Text to read ▸
Adam Beberg replied:
Sorry Dave, I just can't let the multi-core "crisis" comment stand without a reply. That false meme needs to die.I work on Folding@home, which is a 250K-node distributed system, where each node is now days a dual-core at minimum, an 8-core Cell on avg, or at maximum an on chip cluster of SMP elements with 1000's of threads in a NUMA setup of vector processors in the new GPUs. Nominally we have a 1M+core system operating as a coordinated whole.
The idea that 64 cores is a problem is patently absurd. Complex on many levels? Sure. CS not available by the 80's? No - the 64-node Caltech Cosmic Cube was in 1981. Wall in sight for multi-core? Nope maybe at 1B cores, I'll keep you posted. GPU compilers ready for mainstream? Give them another year. Courses to learn this stuff? Already out there.
Andrew then replied:
With all due respect to your excellent work on Folding@Home, your algorithms fall into the "embarrassingly parallel" category.
Adam didn't agree at all:
While on the surface Folding@home appears in the job queue category of SETI/BOINC projects, it's not. Under the hood it's a rather crazy feedback process with Markov models and each new work unit depending on the previous ones. If anything this is where the fun CS problems are, and where the active research is. 10 years ago noone even thought you could distribute these problems and had to use supercomputers.

Aim 1 ▸ In the Folding@home exchange, what year is given for the 64-node Caltech Cosmic Cube?
Aim 2 ▸ Decide whether each statement agrees with the Folding@home exchange. (a) Folding@home is a 250K-node distributed system. (b) Andrew places Folding@home's algorithms in the "embarrassingly parallel" category. (c) Adam says each new Folding@home work unit is independent of the previous ones.
Aim 3 ▸ Please reproduce the part of the Folding@home exchange starting with "The idea that" and going on through "Already out there.".
The data that comes after the Folding@home exchange is separate material.

Dataset extract ▸
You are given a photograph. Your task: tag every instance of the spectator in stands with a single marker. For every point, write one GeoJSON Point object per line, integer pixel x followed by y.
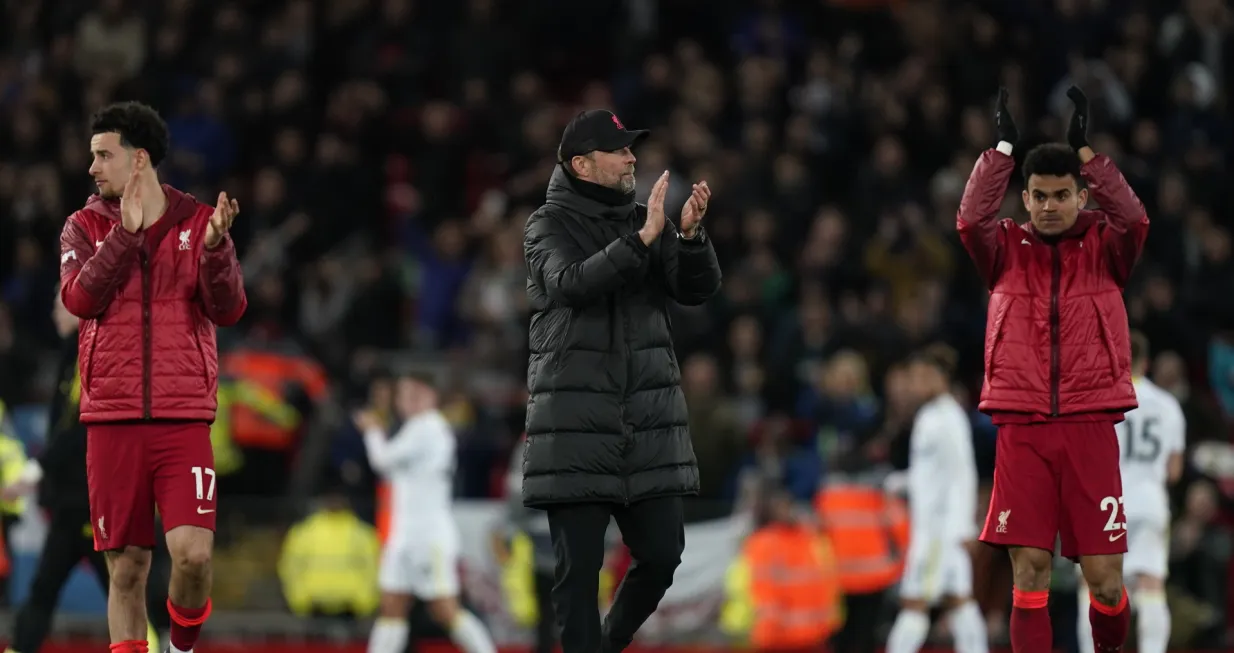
{"type": "Point", "coordinates": [1200, 558]}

Result 1 ▸ 1981.

Result 2 ▸
(a) Yes: "I work on Folding@home, which is a 250K-node distributed system"
(b) Yes: "your algorithms fall into the "embarrassingly parallel" category"
(c) No: "each new work unit depending on the previous ones"

Result 3 ▸
The idea that 64 cores is a problem is patently absurd. Complex on many levels? Sure. CS not available by the 80's? No - the 64-node Caltech Cosmic Cube was in 1981. Wall in sight for multi-core? Nope maybe at 1B cores, I'll keep you posted. GPU compilers ready for mainstream? Give them another year. Courses to learn this stuff? Already out there.